DIRECTIONS: Copy every row below word for word, leaving out the pictures.

==== SUPPLIED MATERIAL ====

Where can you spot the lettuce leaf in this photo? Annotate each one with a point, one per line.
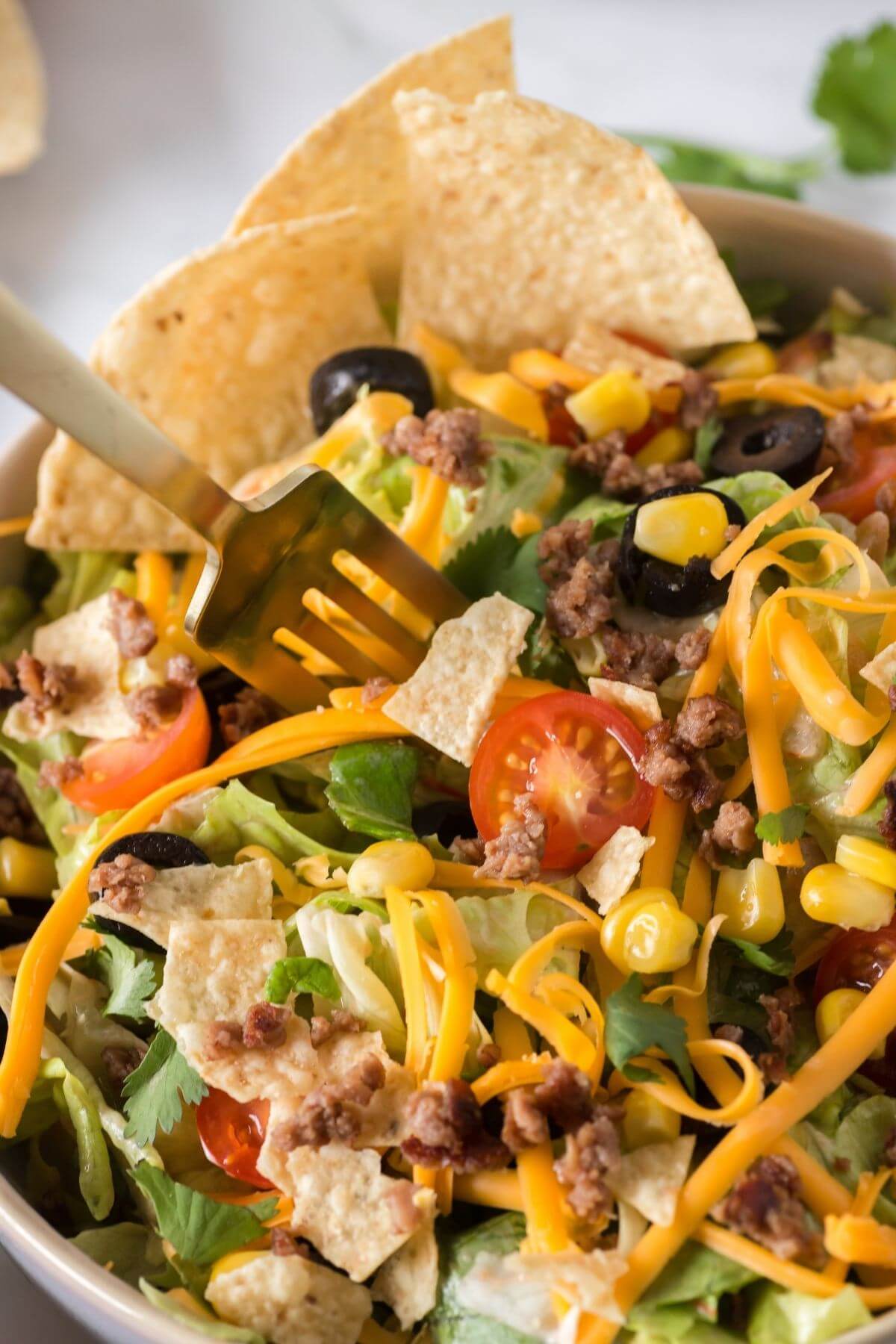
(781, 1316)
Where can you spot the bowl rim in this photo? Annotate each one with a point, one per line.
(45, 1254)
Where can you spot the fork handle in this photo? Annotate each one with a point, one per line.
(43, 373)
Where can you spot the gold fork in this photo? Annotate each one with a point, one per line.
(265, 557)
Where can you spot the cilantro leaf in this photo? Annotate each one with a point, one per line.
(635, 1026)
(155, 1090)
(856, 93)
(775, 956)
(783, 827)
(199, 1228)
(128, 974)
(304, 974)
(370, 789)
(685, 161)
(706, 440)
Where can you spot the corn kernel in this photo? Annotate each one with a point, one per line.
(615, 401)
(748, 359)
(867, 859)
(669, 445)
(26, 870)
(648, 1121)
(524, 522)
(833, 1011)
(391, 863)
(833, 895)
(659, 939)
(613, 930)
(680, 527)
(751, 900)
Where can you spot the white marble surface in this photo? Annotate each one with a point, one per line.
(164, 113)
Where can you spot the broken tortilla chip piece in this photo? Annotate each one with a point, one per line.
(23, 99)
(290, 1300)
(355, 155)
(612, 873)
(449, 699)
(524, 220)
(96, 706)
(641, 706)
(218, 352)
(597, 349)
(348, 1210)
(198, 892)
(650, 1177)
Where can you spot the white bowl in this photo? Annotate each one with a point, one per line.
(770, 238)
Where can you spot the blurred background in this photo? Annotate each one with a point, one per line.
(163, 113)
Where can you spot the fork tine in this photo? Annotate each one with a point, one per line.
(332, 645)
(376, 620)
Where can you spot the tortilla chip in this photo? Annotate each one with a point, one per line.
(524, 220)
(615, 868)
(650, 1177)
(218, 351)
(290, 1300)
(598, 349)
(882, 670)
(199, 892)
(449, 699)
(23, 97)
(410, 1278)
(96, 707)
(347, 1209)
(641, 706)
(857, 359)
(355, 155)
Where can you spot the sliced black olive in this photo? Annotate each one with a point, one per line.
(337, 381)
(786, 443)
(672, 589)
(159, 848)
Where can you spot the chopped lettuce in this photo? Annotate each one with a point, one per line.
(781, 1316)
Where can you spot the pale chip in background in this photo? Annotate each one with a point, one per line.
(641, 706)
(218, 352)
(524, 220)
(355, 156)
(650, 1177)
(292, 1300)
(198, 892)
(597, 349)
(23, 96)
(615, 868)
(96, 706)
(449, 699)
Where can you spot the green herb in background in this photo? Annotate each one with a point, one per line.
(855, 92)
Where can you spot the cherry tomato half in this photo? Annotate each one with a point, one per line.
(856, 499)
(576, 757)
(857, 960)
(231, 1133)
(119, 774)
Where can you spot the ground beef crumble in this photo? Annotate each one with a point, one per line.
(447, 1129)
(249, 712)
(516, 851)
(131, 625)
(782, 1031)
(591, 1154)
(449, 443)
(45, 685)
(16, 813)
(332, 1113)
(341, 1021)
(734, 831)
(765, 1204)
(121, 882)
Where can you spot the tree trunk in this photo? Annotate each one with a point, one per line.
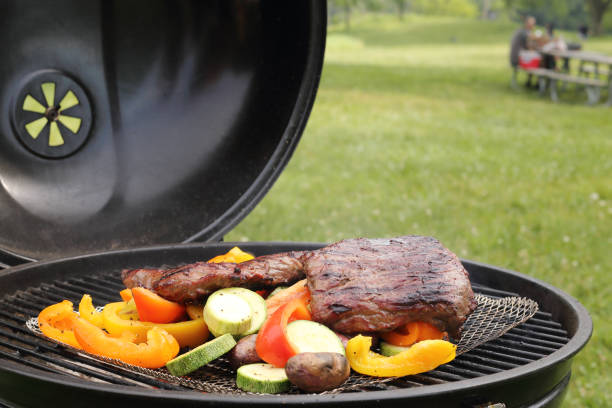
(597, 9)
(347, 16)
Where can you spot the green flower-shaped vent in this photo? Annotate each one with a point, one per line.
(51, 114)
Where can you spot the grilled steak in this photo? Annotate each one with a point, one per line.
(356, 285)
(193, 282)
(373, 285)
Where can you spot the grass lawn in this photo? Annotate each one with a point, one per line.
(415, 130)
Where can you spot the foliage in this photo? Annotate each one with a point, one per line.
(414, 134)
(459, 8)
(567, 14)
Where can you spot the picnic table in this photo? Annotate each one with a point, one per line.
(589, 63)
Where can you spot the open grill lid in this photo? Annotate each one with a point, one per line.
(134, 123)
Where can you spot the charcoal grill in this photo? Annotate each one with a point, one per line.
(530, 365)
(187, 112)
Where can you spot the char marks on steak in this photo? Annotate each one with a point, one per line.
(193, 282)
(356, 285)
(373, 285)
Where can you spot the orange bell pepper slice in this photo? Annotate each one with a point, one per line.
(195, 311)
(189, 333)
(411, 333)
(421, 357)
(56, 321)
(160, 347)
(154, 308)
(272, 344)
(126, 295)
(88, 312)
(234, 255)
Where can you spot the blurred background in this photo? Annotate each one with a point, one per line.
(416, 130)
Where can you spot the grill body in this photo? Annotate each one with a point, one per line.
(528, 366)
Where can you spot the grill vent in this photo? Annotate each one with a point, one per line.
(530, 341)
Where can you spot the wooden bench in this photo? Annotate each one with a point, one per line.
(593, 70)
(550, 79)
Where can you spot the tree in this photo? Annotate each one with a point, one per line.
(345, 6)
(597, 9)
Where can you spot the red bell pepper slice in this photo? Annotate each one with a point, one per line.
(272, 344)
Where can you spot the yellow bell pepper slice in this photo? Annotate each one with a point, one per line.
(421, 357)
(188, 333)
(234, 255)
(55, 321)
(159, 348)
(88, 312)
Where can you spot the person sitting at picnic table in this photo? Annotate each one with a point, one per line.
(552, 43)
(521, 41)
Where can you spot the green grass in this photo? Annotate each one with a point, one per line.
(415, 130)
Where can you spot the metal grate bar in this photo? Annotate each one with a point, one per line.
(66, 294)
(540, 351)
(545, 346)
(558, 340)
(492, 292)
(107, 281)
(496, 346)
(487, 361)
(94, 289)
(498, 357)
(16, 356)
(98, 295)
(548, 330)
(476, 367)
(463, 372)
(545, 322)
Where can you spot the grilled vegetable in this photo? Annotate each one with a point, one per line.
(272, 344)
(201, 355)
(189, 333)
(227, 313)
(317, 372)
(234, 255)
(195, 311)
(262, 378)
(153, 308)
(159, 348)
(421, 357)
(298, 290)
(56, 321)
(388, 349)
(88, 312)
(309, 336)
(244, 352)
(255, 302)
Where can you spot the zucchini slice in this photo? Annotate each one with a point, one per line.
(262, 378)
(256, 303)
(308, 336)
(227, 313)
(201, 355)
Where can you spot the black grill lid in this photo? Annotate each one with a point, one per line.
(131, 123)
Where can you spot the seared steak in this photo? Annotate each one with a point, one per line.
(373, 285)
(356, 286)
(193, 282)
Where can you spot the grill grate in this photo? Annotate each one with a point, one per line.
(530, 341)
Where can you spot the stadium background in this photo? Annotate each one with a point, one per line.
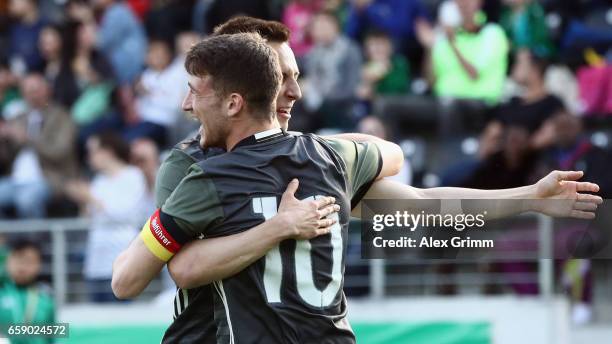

====

TASK RESPONSE:
Where can you spot the lettuce leaf in this photo? Annotate each one with a point, one per line.
(781, 1316)
Where can you spot the bowl rim in this photo? Annotate each one with a point, one per line.
(45, 1254)
Where can you spot the fork handle in this photo? Annotate each one with a point, one per line.
(43, 373)
Where can you spot the gold fork in this photo? Annotate each one with a point, one per line.
(265, 557)
Where can you spot the cilantro leaf in this photo? Annotate each one with a point, one per line.
(635, 1026)
(155, 1090)
(856, 93)
(775, 956)
(783, 827)
(199, 1228)
(128, 974)
(304, 974)
(370, 789)
(685, 161)
(706, 440)
Where can you spot the corn kernel in this photo? Annotate each one with a point, one per line.
(615, 401)
(748, 359)
(867, 859)
(669, 445)
(26, 870)
(648, 1121)
(524, 522)
(833, 1011)
(391, 863)
(833, 895)
(659, 939)
(613, 930)
(680, 527)
(751, 900)
Where can you spot the white marble surface in this photo? Annotate each one with a point, one per line.
(164, 113)
Where can you spot the broken tortilla chip piece in this photo? Annotate each one with a point, one per line.
(23, 99)
(290, 1300)
(355, 155)
(612, 873)
(449, 699)
(524, 220)
(96, 706)
(641, 706)
(218, 352)
(597, 349)
(348, 1210)
(198, 892)
(650, 1177)
Where can you spot the white bowl in this photo? Annotate each one with a point, one per line.
(770, 238)
Where can you spot the blurred background in this photo? Annotate each one with a point, one per line.
(163, 113)
Where can you spot the fork tine in this photo? Annotate each one with a point, one per line.
(332, 645)
(376, 620)
Where can you spot the tortilla chip in this photo? Annotate each one with a point, one per line.
(524, 220)
(615, 868)
(650, 1177)
(218, 351)
(290, 1300)
(598, 349)
(882, 670)
(199, 892)
(449, 699)
(23, 97)
(410, 1278)
(96, 707)
(347, 1209)
(641, 706)
(857, 359)
(355, 155)
Where can you spot the sliced black olive in this photo? Annotate each one with a point, one per line.
(337, 381)
(786, 443)
(672, 589)
(159, 848)
Where can you spot the chopped lettuce in this photo? Annotate each one with a point, one per line.
(781, 1316)
Where can you spot the pale chip in background in this photo? Annotate each one with a point, one per line.
(641, 706)
(218, 352)
(524, 220)
(355, 156)
(650, 1177)
(292, 1300)
(198, 892)
(597, 349)
(23, 96)
(615, 868)
(96, 706)
(449, 699)
Where can you spot the green herb in background in this photo? Annotate each one with a point, one per line.
(855, 92)
Where can you spot the cherry tomato half in this photo? Annotate each one with a point, one per line.
(856, 499)
(576, 757)
(857, 960)
(231, 1133)
(119, 774)
Where can you spot the ground beef crumble in this photo? Annotate each one with a point, one per line.
(447, 1129)
(249, 712)
(516, 851)
(131, 625)
(782, 1031)
(591, 1154)
(449, 443)
(45, 685)
(16, 813)
(332, 1113)
(341, 1021)
(734, 831)
(765, 1204)
(121, 882)
Where can you spot the tree trunk in this photo? Annotate each one with a point, one per line.
(597, 9)
(347, 16)
Where can you spot the green flower-shaped vent in this photo? Annotate each one with a point, one per line.
(51, 114)
Where can you spot the grilled steak in this photo? Annotate each one with a point, one per line.
(356, 285)
(193, 282)
(373, 285)
Where can you spot the grass lawn in this photo? Annotate each one with a point, one per line.
(415, 130)
Where can you spot the foliage in this photo? Annotate each one with a point, one per line.
(414, 134)
(459, 8)
(567, 14)
Where can you spot the picnic table in this photo? Annotate each one with a point, one per line.
(589, 63)
Where can you spot the open grill lid in this photo? Annotate each one with a point, one per line.
(134, 123)
Where can you spot the charcoal grill in this photo? Annotate each one with a point, one per line.
(530, 365)
(187, 112)
Where can you spot the char marks on steak in this photo? Annotate each one with a point, one per line.
(193, 282)
(356, 285)
(373, 285)
Where can you spot the orange bell pepper slice in this photo? Annotate each one with a point, one per line.
(195, 311)
(189, 333)
(411, 333)
(421, 357)
(56, 321)
(160, 347)
(154, 308)
(272, 344)
(126, 295)
(88, 312)
(234, 255)
Where can you spot the blurred background in this photo? Annotate each one with a point, one per line.
(416, 130)
Where can you spot the grill body in this photo? Annotate each one with a point, one per line.
(528, 366)
Where can you spot the grill vent in this photo? Annotate each one with a point, one per line.
(530, 341)
Where can you spot the wooden bench in this photo? Annotate each one with a point, one per line.
(593, 70)
(550, 79)
Where can you spot the tree in this photo? Annotate each one with a point, one per line.
(345, 6)
(597, 9)
Where can you spot the red bell pepper slice in this photo? Annotate each one with a point, one per line.
(272, 344)
Where can you spot the yellow bell pepper slice in this photo? Annotate each one with a point, one per line.
(421, 357)
(188, 333)
(234, 255)
(55, 321)
(159, 348)
(88, 312)
Where can you spot the person sitting at picnic table in this photo? Annotate each one with a point, one per line.
(552, 43)
(521, 41)
Where can you spot the green grass in this photo? Annotate each one with a point, one per line.
(415, 130)
Where can you spot the metal grate bar in this photo? Annotate each one with a point, one per line.
(66, 294)
(540, 351)
(545, 346)
(558, 340)
(492, 292)
(107, 281)
(496, 346)
(487, 361)
(94, 289)
(498, 357)
(16, 356)
(98, 295)
(548, 330)
(476, 367)
(463, 372)
(545, 322)
Where can you spot the grilled vegetable in this photo? Annotate each one with a point, one per line.
(272, 344)
(201, 355)
(189, 333)
(227, 313)
(317, 372)
(234, 255)
(195, 311)
(262, 378)
(153, 308)
(159, 348)
(421, 357)
(298, 290)
(56, 321)
(388, 349)
(88, 312)
(309, 336)
(244, 352)
(255, 302)
Where can you spot the zucchini slice in this photo? Annotate each one with a point, one per line.
(262, 378)
(256, 303)
(308, 336)
(227, 313)
(201, 355)
Where can you spot the black grill lid in this photo? Annotate each one with a point, one per line.
(131, 123)
Where can you spot the seared steak in this photo? Annotate each one with a point, one per line.
(373, 285)
(356, 286)
(193, 282)
Where can you spot the grill grate in this photo? Annotate each one with a point, one per line.
(530, 341)
Where can you spot the stadium background in this photo? Annotate each one with a point, one per line.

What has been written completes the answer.